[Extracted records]
# # # # #

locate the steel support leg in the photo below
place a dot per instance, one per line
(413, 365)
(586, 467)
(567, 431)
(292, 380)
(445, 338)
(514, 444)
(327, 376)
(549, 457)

# # # # #

[Task requirements]:
Each entry must appear again in the answer exactly as written.

[Problem solution]:
locate the steel support leg in the photo below
place a dot per instance, one per line
(413, 365)
(586, 467)
(567, 431)
(292, 380)
(445, 338)
(514, 444)
(327, 376)
(549, 457)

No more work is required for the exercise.